• **Aufgabe**
Zähle, in wie vielen Zeilen der folgenden Einträge das Wort „leaf“ vorkommt, wobei Groß- und Kleinschreibung zu beachten ist. Gib nur die Zahl an.

• **Die Einträge**
----------
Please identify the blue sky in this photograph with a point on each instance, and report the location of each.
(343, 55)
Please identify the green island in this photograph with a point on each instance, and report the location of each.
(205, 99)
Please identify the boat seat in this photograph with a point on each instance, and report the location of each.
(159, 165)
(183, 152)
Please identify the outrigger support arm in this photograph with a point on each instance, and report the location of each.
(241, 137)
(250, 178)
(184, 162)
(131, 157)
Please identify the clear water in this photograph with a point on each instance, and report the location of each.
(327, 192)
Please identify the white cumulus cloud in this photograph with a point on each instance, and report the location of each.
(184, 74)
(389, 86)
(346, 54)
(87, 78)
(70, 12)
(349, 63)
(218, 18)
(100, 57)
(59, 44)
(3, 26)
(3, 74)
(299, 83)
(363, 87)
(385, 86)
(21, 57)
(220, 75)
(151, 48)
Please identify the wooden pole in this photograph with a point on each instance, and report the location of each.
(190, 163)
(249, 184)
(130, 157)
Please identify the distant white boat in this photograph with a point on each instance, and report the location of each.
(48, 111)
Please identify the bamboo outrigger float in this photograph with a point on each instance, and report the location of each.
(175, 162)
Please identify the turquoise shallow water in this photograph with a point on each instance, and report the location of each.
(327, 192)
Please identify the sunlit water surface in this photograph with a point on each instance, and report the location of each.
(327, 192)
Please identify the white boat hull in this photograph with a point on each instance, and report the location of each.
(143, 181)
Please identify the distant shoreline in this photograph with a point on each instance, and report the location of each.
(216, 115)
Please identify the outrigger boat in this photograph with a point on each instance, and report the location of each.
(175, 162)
----------
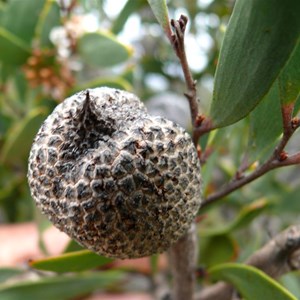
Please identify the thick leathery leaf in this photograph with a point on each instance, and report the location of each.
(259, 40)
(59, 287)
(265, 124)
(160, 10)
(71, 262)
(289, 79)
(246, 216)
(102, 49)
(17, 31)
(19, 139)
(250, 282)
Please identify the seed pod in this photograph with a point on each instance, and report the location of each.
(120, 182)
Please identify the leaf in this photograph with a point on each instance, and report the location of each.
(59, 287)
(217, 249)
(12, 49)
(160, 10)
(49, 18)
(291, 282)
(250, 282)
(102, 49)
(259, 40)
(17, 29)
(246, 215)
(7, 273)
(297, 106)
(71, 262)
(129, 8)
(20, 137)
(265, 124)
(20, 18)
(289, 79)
----------
• **Vollständige Antwort**
2